# DOCUMENT
--------------------------------
One of the reasons we stopped liking Harry Hill quite as much is down to a recent interview on Five Live, he was asked why TV Burp had stopped poking fun at BBC Three’s Freaky Eaters. His reply was along the lines of “it’s awful, that’s why. And I’m paying for it!” Well, sorry to break this to you Harry. The people who watch BBC Three pay their licence fee, too. They’re paying for the things they like, you’re paying for the things you like. Oddly, considering “young people are always moaning, they don’t know how lucky they are!”, we never really hear fans of Spendaholics or Being Human complaining about their licence fee funding coverage of The Chelsea Flower Show or Countryfile, but whenever the Beeb send a team off to Glasto to capture around sixty hours of entertainment for less than the price of two hours drama, it’s as if the ghost of Sir Hugh Greene is personally sneaking into the houses of Daily Mail readers and rifling through their handbags.

image

“SACK CHRIS MOYLES! THAT’LL PAY FOR A DOZEN BBC FOURSES.”

Much as we dislike Radio One’s self-satisfied money vacuum, millions of people do like him. And his contract is reportedly due to end soon, anyway. Hey, if you wanted Chris Moyles off the radio, you should have watched the eighteen different attempts to make him a TV star in numbers larger than piss-all. By the time he realised he wasn’t suited to it, Nick Grimshaw or someone would be sitting in his DJ chair.

“WAH WAH WAH THE BBC LICENCE FEE IS BAD AND WRONG ANYWAY WHY SHOULD I HAVE TO PAY MONEY TO HAVE COMMUNISM LITERALLY INJECTED INTO MY EYES EVERY NIGHT?”

See this?

image

That’s you that is, you absolute flapping gibbons. As we’ve said before, for the first time in history you CAN legally watch telly without a TV licence. Buy a plasma or LCD screen that doesn’t have a digital tuner built-in. Connect a PlayStation 3, Xbox 360 or computer to it, and use online services to watch catch-up content from a variety of UK television providers* on it. Hey presto, you don’t own a device capable of receiving a ‘live’ television signal, so you don’t need a TV licence. AND what’s more, the includes anything the BBC have put on iPlayer – if you’re not watching it go out live, you don’t have to pay a penny, and it’s all legal. Us licence fee payers are the ones paying for your entertainment now. And guess what – we don’t resent you for it. Not a bit. Enjoy. Be entertained. We’re not selfish, entitled dicks, you see.

(*Oh, unless you’re including Sky in that. You’ll have to pay BSkyB a fucking fortune to watch their catch-up service online. But hey, enjoy those repeats of To The Manor Born on UK Gold.)

“ONLY IN BRITAIN, EH? WHY SHOULD WE HAVE TO PAY FOR ETC ETC ETC.”
--------------------------------
# EXERCISE DATA
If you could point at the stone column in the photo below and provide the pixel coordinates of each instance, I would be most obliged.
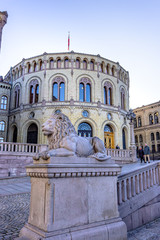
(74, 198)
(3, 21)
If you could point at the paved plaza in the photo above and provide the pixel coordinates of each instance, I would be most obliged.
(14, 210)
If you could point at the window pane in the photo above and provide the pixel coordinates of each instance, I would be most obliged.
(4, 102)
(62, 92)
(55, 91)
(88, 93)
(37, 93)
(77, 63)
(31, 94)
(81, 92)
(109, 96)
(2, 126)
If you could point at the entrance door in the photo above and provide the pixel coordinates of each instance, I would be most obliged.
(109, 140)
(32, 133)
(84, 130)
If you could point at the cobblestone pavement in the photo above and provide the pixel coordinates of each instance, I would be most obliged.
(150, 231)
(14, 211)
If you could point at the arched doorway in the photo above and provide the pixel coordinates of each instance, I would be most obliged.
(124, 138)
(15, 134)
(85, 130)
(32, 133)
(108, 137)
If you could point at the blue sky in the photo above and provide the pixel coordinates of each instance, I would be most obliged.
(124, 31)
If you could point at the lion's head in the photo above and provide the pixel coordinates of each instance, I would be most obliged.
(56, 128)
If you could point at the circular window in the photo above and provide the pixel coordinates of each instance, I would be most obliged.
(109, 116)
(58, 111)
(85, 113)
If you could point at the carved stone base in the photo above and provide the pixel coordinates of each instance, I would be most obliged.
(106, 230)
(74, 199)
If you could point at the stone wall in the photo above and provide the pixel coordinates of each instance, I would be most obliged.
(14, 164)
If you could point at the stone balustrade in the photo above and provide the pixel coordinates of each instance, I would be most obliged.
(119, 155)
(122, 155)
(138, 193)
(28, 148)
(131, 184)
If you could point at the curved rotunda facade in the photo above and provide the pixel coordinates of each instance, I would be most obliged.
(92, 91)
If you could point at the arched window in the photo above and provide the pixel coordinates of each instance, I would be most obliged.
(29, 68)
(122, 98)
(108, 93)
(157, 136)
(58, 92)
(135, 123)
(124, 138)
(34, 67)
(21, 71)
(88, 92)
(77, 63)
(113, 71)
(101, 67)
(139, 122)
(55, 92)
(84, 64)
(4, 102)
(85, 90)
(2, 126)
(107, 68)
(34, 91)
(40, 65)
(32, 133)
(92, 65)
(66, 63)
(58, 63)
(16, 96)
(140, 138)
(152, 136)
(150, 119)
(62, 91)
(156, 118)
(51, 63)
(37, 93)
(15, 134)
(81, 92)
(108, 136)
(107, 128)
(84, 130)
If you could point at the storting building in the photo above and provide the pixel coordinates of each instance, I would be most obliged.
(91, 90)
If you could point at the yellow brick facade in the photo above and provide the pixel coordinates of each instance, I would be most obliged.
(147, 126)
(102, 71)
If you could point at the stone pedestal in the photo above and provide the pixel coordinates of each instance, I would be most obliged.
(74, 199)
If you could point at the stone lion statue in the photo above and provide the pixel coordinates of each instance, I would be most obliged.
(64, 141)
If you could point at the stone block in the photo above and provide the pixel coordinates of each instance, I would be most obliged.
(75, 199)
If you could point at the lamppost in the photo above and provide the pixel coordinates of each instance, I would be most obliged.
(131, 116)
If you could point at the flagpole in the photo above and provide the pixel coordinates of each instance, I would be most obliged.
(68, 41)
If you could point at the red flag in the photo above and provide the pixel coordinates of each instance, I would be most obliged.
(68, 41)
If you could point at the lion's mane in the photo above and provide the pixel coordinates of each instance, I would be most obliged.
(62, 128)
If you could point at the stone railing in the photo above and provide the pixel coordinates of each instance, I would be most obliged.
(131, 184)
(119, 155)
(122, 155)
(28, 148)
--------------------------------
# PROBLEMS
1. Render the stretch of the records from the line containing "If you could point at the stone lion" through the end of the records as a JSON list of strings, one string per line, omitting blank lines.
2. Write the next part of the piece on the BBC licence fee, picking up after its final line.
The records bear no relation to the text on the BBC licence fee.

# EXPECTED RESULTS
1.
[
  "If you could point at the stone lion statue in the photo above and provide the pixel coordinates of each instance, I would be most obliged.",
  "(64, 141)",
  "If you could point at the stone block in the photo above and provide the pixel coordinates of each instance, I would be most obliged.",
  "(75, 199)",
  "If you could point at the lamppost in the photo above and provide the pixel coordinates of each instance, I would be most obliged.",
  "(131, 116)",
  "If you could point at the flagpole in the photo above and provide the pixel coordinates of each instance, I would be most obliged.",
  "(68, 41)",
  "If you could point at the red flag in the photo above and provide the pixel coordinates of each instance, I would be most obliged.",
  "(68, 41)",
  "If you could point at the lion's mane in the photo above and provide the pixel coordinates of each instance, I would be most obliged.",
  "(62, 128)",
  "If you could point at the stone railing in the photo above and provide the pixel coordinates of each instance, I would be most obliged.",
  "(131, 184)",
  "(119, 155)",
  "(122, 155)",
  "(28, 148)"
]

2.
Sigh. It might surprise some people to learn that the BBC isn’t the only state-funded broadcaster in the world. Albania, Austria, Belgium, Bosnia and Herzegovina, Croatia, Czech Republic, Denmark, Finland, France, Germany, Greece, Iceland, Ireland, Italy, Macedonia, Malta, Montenegro, Norway, Poland, Romania, Slovakia, Slovenia, Serbia, Sweden, Switzerland, Turkey, Israel, Japan, Korea, Pakistan, Ghana, Mauritius, Namibia, South Africa and Brazil ALL have broadcasters funded by licence fees. Do you hear many people saying “say what you like about Slovenia, their nature documentaries are the best in the world”? NO.

Meanwhile, in Australia, the Flemish region of Belgium, Cyprus, Gibraltar, Hungary, India, Malaysia, Netherlands, New Zealand, Portugal and Singapore state-funded broadcasters are paid for from general taxation. Too poor to own a telly in India? Tough, you’re still paying for the programmes.

OKAY, SMARTY BOLLOCKS – WHAT ARE YOU PROPOSING?

image

Well, the opposite of what the “waaaah stealth tax! Stealth tax!” whingers who probably cried that bit more as a baby because mummy’s breast milk didn’t taste like Twining's tea want. In what is supposed to be a democracy, and where people complain that you’re not allowed to have the choice of paying the television licence fee or not, we’re saying: we should have the choice to pay more for our licence fee if we want to. We’re told that the licence fee has been frozen for six years to ‘help’ us all in this tough economic climate. Fine, but why shouldn’t we have the option of paying more to help keep the BBC the way we like it?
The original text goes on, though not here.